The Wellness Train Is Leaving; Are You on Board?

John Marcille

For some time now, the most requested article on our Web site has been one that we did a year and a half ago about employers’ growing interest in wellness programs. To clarify, it was the article most requested by people who work in health plans and pharmacy benefit management companies.

If that is the case, we reasoned, it was surely time to devote a large chunk of an issue to wellness programming — how and where it is growing, why it is in increased demand, and what the leading health plans are doing to get their share of the business.

This is that issue. You can find varying definitions of wellness programming, but operationally, they all pretty much boil down to get people to avoid behavior that will bring on chronic disease, or at least to delay the onset of chronic disease as long as possible.

I’m a plan enrollee. I’d prefer not to get diabetes, and if you tell me how and even give me a little incentive, I might change my behavior in the right direction. My employer agrees. My health plan probably says it agrees, but under the present way we do health care, it might not benefit, since if we were all healthy, health care would be the wrong business to be in. No chance of us all being healthy, thank heaven.

In any event, wellness is riding high, and health plans should consider using their expertise, data resources, and business connections to design programs that will appeal to buyers. Or they could ignore this growing source of income. Their choice.

But when you consider the Milken Institute’s report that chronic illness costs the U.S. economy more than $1.3 trillion a year, this wellness craze isn’t going away. I could go on, but don’t have to. You’ll find plenty of numbers in all the articles and also suggestions on what to do and how to do it.

**Supplied data**

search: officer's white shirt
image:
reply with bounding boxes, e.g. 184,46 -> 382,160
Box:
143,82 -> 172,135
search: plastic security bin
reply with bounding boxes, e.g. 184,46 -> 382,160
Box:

**Apply what you read**
- A) From the wellness article, echo the part that opens with the words containing "If that is the" and closes with "long as possible.".
- B) Per the Milken Institute report cited in the wellness article, what does chronic illness cost the U.S. economy each year?

**Answers for this exercise**
- A)
If that is the case, we reasoned, it was surely time to devote a large chunk of an issue to wellness programming — how and where it is growing, why it is in increased demand, and what the leading health plans are doing to get their share of the business.

This is that issue. You can find varying definitions of wellness programming, but operationally, they all pretty much boil down to get people to avoid behavior that will bring on chronic disease, or at least to delay the onset of chronic disease as long as possible.

- B) More than $1.3 trillion a year.